• Assigned task
For the records below, tally the lines that contain "clamp" and give only that number.

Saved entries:
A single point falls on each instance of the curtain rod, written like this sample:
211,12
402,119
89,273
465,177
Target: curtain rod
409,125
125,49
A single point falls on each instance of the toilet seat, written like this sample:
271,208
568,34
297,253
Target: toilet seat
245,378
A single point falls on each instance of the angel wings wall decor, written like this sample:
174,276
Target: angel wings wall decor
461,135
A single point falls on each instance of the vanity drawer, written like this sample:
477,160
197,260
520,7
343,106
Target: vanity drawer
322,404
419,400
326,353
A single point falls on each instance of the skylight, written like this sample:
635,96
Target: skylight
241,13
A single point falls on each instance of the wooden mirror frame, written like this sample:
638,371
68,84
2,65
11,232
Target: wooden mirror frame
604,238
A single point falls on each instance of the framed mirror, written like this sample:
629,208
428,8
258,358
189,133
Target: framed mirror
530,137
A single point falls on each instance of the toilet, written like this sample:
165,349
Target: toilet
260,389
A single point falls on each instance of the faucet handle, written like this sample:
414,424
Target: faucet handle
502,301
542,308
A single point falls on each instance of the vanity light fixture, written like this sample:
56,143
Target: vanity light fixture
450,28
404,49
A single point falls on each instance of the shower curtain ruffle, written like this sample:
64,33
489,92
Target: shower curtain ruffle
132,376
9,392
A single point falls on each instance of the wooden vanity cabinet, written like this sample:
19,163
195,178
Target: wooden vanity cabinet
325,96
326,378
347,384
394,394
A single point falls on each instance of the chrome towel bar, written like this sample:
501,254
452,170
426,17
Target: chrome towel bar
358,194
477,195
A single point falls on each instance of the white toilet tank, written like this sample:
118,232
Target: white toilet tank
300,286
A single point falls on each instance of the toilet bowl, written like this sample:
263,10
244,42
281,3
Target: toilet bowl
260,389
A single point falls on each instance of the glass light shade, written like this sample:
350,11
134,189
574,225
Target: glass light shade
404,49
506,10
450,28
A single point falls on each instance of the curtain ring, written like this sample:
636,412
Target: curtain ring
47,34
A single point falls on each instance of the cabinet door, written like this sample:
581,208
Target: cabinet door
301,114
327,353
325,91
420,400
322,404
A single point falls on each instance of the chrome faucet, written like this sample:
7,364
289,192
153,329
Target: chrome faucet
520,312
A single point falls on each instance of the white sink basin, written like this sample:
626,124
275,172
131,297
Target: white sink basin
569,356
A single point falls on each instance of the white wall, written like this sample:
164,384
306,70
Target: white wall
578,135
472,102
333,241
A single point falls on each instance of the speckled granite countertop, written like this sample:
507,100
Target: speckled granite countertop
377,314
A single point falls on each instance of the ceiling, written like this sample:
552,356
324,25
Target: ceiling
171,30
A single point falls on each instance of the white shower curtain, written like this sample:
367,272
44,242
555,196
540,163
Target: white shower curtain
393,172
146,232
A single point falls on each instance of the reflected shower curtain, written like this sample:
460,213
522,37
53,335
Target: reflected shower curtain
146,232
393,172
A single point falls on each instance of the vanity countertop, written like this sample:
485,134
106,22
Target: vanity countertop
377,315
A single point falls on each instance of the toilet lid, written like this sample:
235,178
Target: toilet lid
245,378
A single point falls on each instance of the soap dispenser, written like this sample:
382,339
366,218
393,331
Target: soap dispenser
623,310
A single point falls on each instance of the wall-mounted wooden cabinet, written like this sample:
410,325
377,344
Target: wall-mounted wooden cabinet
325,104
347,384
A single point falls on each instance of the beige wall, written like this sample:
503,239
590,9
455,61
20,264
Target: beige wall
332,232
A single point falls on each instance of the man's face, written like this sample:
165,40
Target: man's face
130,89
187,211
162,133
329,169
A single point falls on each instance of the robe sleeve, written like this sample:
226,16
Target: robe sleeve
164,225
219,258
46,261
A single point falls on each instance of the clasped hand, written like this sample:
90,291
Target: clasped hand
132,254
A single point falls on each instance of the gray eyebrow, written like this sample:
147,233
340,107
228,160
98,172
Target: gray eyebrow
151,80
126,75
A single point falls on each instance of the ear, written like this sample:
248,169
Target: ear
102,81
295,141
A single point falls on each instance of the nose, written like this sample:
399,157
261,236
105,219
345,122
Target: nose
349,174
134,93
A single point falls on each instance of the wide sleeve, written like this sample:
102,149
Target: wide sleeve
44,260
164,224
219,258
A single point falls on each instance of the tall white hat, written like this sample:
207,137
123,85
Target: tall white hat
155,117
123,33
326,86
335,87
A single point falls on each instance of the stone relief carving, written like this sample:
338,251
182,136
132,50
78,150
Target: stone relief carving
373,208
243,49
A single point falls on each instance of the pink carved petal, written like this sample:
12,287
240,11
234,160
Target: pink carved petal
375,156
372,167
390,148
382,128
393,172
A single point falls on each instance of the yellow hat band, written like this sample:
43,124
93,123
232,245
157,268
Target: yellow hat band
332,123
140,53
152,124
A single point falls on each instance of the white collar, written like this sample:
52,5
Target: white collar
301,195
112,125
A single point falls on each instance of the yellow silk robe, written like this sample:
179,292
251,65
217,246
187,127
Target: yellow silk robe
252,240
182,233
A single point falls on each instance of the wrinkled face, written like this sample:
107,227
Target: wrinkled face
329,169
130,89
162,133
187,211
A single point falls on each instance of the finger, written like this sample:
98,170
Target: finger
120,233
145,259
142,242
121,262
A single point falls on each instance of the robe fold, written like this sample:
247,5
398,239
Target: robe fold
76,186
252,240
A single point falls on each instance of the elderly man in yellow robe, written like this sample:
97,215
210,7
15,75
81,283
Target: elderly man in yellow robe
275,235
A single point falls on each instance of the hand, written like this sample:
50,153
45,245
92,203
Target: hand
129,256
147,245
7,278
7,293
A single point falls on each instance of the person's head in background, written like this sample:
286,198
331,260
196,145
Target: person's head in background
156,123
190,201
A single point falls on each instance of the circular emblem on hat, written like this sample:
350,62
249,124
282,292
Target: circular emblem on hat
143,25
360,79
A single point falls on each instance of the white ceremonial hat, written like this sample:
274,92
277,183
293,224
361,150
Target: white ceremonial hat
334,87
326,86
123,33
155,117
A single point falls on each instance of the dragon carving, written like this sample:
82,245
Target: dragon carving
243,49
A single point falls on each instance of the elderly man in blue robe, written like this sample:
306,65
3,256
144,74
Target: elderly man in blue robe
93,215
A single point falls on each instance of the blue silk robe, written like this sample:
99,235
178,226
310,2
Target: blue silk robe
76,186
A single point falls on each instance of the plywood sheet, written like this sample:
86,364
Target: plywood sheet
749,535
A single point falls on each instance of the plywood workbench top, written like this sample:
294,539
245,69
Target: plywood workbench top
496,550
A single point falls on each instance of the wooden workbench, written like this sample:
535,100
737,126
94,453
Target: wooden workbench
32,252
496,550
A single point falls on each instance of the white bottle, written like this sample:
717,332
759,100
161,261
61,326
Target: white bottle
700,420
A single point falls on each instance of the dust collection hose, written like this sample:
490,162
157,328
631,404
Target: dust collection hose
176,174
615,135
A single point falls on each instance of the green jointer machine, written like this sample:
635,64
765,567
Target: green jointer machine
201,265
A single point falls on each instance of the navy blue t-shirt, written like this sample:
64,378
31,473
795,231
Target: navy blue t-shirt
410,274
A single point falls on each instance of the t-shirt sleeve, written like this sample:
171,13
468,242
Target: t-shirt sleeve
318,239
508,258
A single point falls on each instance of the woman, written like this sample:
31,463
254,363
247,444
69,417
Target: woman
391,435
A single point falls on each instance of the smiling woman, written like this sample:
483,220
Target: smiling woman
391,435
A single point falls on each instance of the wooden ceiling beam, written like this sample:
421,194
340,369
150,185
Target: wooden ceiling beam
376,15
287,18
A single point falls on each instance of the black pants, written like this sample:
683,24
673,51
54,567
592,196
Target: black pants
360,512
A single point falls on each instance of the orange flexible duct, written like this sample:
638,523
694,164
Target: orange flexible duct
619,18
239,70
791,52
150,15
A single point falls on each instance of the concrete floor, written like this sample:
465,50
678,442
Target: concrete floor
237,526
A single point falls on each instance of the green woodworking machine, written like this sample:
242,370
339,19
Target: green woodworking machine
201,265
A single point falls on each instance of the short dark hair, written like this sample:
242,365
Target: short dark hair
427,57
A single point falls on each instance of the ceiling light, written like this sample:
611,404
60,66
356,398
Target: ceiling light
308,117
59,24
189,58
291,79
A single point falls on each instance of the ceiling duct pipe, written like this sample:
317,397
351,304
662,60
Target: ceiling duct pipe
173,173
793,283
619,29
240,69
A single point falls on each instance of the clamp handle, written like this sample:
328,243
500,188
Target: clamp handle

• Task response
2